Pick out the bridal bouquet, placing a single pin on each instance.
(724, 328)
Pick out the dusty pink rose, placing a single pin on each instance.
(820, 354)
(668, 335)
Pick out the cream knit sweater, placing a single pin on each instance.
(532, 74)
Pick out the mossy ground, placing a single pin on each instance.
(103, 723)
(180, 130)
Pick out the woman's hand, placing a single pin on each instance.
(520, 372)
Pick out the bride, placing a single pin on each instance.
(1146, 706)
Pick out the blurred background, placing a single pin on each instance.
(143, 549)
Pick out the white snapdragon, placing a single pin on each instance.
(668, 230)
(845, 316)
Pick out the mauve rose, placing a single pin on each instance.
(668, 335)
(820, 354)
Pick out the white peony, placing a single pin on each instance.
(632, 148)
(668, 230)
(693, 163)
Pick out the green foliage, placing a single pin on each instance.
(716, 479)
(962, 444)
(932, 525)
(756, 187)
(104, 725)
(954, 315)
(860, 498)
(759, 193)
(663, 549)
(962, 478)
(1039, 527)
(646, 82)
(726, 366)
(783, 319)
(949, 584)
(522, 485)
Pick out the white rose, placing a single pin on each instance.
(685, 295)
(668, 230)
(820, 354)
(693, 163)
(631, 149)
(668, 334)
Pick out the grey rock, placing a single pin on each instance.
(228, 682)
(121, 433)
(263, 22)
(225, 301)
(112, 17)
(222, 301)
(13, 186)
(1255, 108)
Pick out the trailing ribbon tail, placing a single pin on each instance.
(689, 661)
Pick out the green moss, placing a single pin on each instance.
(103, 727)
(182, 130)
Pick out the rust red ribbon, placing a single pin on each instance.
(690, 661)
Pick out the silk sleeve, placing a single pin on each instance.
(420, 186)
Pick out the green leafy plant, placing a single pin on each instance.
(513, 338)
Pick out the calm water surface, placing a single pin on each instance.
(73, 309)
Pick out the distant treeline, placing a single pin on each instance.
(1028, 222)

++++

Give again only the lines starting at the one that contains "Pick out the woman's" and running to the end of the data.

Pick out the woman's hand, placing a single pin on each instance.
(520, 372)
Pick out the bride, placing a single pin on each instance.
(1146, 706)
Pick out the blurred background, placing a single pin on each instance.
(143, 549)
Pick out the white snapdragon, placing a single pin on each instance.
(668, 230)
(845, 316)
Pick out the mauve rose, placing a single pin on each instance.
(668, 335)
(820, 354)
Pick out the white peony, placing a single pin on each instance.
(632, 148)
(668, 230)
(693, 163)
Pick out the green foliage, placing a single pin on each instance.
(716, 479)
(962, 444)
(932, 525)
(756, 187)
(104, 725)
(954, 315)
(860, 498)
(759, 193)
(663, 549)
(962, 478)
(1039, 527)
(646, 82)
(726, 366)
(783, 319)
(949, 584)
(522, 485)
Pick out the white rose, placing a single pin on each instance.
(685, 295)
(668, 230)
(820, 354)
(693, 163)
(631, 149)
(668, 334)
Pick out the grey rock, placing a single pin on each instance.
(228, 682)
(121, 433)
(263, 22)
(225, 301)
(112, 17)
(222, 301)
(13, 186)
(1255, 108)
Pick out the trailing ribbon tail, placing a single pin on each instance.
(689, 661)
Pick out the green moss, placing a single pin on each instance.
(103, 727)
(182, 130)
Pick out the rust red ribbon, placing a single pin on each instance.
(690, 661)
Pick out the silk sleeve, placing a single pin on each instance.
(420, 186)
Pick out the green leafy plant, placing a single pin on each instance.
(513, 338)
Pick out the calm water surface, placing a single pin on each instance.
(73, 309)
Pick out the distant treeline, placing a single pin on each instance.
(1028, 222)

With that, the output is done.